— begin —

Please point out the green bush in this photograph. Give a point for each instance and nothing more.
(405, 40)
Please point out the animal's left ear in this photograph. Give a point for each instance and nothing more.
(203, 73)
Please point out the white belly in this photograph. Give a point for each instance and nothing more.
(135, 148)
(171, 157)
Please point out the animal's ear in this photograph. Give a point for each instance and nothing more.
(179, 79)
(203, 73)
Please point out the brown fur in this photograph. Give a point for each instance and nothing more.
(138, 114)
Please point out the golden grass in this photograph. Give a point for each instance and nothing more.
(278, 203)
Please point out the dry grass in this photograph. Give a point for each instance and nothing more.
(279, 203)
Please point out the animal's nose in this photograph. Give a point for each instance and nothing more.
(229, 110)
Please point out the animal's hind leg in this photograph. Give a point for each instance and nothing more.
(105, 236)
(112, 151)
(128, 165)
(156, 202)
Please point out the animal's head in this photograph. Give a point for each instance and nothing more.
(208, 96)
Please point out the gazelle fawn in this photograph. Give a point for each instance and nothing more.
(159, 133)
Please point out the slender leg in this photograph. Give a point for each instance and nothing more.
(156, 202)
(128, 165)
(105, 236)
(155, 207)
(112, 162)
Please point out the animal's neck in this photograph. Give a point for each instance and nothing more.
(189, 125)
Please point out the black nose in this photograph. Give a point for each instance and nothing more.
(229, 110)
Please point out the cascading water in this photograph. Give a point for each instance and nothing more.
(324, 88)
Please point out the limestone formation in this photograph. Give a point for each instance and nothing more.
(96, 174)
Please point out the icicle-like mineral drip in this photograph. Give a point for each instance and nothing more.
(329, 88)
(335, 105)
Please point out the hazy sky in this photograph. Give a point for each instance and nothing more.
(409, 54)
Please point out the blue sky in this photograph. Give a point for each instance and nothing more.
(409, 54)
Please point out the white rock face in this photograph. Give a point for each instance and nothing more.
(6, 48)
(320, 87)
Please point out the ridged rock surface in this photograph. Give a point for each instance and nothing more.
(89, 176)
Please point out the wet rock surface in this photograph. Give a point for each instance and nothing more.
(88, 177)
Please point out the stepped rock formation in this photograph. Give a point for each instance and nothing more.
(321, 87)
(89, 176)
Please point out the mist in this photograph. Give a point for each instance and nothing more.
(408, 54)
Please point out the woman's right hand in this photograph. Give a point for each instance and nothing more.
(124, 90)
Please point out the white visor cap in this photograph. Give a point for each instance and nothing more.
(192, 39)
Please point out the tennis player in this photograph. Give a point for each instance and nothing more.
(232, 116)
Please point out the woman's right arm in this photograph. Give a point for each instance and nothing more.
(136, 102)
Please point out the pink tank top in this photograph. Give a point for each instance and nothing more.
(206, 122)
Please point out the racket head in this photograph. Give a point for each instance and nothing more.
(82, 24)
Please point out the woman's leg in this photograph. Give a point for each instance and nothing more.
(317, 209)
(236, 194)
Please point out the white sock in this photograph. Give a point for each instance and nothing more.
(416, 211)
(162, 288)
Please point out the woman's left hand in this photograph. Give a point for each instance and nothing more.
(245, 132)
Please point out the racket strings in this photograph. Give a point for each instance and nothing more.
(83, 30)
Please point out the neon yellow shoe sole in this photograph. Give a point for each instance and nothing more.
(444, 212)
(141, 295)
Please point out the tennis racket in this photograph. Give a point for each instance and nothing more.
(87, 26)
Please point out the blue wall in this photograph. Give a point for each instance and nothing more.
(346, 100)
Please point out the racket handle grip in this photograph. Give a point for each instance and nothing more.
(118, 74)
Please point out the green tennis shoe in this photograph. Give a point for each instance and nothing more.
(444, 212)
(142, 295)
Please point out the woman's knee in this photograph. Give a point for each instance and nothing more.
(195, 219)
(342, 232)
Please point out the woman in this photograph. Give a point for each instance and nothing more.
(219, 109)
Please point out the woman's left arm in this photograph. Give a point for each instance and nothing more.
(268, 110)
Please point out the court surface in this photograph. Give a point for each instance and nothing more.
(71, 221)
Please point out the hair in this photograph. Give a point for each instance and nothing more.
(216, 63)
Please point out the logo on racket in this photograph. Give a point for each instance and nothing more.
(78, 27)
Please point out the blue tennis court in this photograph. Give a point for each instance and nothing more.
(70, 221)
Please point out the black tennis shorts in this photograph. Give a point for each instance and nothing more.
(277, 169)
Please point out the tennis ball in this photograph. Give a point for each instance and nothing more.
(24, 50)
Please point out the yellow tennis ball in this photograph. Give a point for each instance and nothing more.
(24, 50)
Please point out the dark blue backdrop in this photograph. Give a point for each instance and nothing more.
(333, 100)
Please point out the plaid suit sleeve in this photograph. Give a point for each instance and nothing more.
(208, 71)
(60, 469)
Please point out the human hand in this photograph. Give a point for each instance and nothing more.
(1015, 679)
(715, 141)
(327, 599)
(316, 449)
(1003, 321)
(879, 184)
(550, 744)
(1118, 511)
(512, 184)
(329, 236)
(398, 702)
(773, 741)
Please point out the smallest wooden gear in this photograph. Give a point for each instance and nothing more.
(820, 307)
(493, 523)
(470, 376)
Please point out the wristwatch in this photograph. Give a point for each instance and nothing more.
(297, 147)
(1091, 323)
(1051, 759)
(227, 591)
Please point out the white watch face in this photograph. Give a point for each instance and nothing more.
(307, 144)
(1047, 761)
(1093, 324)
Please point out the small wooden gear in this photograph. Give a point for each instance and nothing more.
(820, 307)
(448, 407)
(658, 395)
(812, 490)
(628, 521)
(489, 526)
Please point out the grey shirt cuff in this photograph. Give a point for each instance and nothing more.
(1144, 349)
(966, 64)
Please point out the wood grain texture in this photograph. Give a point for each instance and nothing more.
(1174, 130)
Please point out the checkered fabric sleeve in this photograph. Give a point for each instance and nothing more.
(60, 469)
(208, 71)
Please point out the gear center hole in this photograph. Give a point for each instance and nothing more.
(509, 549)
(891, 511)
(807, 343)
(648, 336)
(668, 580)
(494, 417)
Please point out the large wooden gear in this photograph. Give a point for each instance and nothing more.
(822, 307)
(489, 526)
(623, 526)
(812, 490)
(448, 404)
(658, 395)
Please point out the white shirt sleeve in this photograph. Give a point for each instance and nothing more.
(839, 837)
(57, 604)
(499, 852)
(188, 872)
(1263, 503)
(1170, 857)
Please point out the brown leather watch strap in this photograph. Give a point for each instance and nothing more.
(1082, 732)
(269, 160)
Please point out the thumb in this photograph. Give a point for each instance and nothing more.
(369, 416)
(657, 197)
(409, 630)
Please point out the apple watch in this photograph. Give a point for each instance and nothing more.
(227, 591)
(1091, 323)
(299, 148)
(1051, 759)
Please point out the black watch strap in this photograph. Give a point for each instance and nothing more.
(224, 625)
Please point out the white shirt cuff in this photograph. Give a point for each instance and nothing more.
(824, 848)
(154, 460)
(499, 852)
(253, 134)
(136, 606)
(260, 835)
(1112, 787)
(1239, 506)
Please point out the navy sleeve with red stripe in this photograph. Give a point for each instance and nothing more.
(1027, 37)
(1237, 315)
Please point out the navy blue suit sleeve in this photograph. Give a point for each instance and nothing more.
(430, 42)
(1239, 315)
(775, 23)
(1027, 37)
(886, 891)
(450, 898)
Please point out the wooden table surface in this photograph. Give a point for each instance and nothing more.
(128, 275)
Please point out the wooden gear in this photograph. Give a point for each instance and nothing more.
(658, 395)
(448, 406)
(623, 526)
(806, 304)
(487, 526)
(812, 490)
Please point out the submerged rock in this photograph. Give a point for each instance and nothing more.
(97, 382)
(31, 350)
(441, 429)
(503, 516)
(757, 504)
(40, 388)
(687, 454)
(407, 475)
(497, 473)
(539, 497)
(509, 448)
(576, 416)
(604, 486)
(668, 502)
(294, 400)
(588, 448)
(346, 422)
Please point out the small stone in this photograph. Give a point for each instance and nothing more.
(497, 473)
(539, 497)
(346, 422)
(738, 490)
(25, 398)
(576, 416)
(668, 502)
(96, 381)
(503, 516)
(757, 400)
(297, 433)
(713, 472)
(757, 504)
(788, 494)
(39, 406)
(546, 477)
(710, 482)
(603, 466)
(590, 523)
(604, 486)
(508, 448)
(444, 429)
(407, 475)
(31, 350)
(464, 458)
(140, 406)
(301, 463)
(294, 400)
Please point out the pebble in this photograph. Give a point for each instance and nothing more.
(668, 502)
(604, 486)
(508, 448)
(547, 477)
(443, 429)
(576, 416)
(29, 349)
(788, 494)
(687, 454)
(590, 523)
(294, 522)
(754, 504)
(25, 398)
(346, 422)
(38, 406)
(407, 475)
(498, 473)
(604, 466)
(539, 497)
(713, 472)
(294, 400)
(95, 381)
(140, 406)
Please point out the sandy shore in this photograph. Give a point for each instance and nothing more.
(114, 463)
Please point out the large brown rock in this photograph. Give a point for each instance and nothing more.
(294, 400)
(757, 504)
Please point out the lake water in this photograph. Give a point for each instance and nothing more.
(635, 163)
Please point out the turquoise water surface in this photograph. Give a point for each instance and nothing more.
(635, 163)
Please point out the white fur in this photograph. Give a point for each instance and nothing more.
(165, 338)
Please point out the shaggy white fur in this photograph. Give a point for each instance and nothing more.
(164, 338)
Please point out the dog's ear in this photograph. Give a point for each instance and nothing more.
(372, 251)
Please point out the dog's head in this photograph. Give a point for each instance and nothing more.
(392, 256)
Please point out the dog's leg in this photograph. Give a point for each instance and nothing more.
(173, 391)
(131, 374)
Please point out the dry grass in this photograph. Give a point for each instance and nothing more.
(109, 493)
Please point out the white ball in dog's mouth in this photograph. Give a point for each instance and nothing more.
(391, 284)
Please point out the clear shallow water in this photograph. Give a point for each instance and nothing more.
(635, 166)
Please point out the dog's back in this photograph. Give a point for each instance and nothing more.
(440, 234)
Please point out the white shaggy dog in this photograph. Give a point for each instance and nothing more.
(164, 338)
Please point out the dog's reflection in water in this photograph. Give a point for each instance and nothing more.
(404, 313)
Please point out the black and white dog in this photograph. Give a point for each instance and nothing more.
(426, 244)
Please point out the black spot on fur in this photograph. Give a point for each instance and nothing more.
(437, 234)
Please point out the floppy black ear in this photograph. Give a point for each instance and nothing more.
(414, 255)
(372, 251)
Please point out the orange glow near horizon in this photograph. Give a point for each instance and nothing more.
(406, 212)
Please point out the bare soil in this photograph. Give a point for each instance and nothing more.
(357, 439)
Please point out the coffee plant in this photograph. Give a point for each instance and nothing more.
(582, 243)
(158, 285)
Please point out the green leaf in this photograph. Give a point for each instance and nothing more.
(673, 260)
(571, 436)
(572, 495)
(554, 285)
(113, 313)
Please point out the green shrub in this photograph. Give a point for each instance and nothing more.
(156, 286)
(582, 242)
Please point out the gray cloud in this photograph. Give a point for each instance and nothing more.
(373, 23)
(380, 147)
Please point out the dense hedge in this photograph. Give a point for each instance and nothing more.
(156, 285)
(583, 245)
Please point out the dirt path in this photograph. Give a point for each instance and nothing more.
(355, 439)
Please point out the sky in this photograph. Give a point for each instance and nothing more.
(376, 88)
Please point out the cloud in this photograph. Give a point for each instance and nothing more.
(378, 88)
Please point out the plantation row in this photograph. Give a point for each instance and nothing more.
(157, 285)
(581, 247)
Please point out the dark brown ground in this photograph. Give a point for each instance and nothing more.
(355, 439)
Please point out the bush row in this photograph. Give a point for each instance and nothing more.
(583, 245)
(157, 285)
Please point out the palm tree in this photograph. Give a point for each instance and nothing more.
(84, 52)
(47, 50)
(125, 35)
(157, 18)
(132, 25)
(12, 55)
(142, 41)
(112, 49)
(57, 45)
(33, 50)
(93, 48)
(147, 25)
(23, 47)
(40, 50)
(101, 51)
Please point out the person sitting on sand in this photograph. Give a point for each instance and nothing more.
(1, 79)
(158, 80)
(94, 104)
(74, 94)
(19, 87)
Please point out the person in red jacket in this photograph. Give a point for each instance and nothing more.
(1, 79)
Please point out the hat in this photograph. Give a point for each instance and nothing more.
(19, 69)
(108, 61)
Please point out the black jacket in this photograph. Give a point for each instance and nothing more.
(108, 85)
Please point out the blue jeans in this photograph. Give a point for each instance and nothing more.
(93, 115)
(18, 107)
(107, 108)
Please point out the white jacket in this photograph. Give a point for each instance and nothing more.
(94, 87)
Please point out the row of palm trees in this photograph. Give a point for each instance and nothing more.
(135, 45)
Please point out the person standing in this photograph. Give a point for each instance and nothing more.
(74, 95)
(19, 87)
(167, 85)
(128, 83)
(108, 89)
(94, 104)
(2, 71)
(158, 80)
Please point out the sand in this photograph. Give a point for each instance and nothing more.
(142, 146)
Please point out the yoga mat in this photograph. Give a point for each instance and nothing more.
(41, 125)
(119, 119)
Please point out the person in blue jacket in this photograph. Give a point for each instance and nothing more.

— end —

[Exercise] Reproduce the records verbatim, everything from the line containing "Please point out the small wooden" down to the line containing "(1170, 857)", with both of those lines included.

[Answer to the task]
Please point out the small wooden gear in this photograph. Give a point for each instance and nothing more.
(820, 307)
(448, 407)
(658, 395)
(812, 490)
(628, 521)
(489, 526)
Please point out the grey shirt cuff in this photograph. Give a point for each instance and nothing more.
(1144, 349)
(966, 64)
Please point out the wood grain texture in this photograph. Give a point for each instance and nothing more.
(1174, 130)
Please point out the checkered fabric sleeve in this photograph. Give a point for each instance and nothing more.
(60, 469)
(208, 71)
Please point out the gear center hole in this photograph. Give a point for each instance and nothing more.
(509, 549)
(891, 511)
(807, 343)
(648, 336)
(668, 580)
(494, 417)
Please point out the large wooden gear in this photograph. Give a point for each instance and nothing more.
(822, 307)
(489, 526)
(623, 526)
(812, 490)
(448, 404)
(658, 395)
Please point out the white shirt sleeve in this photograph. Give a point for each instance and nothing more.
(839, 837)
(57, 604)
(499, 852)
(188, 872)
(1263, 503)
(1170, 857)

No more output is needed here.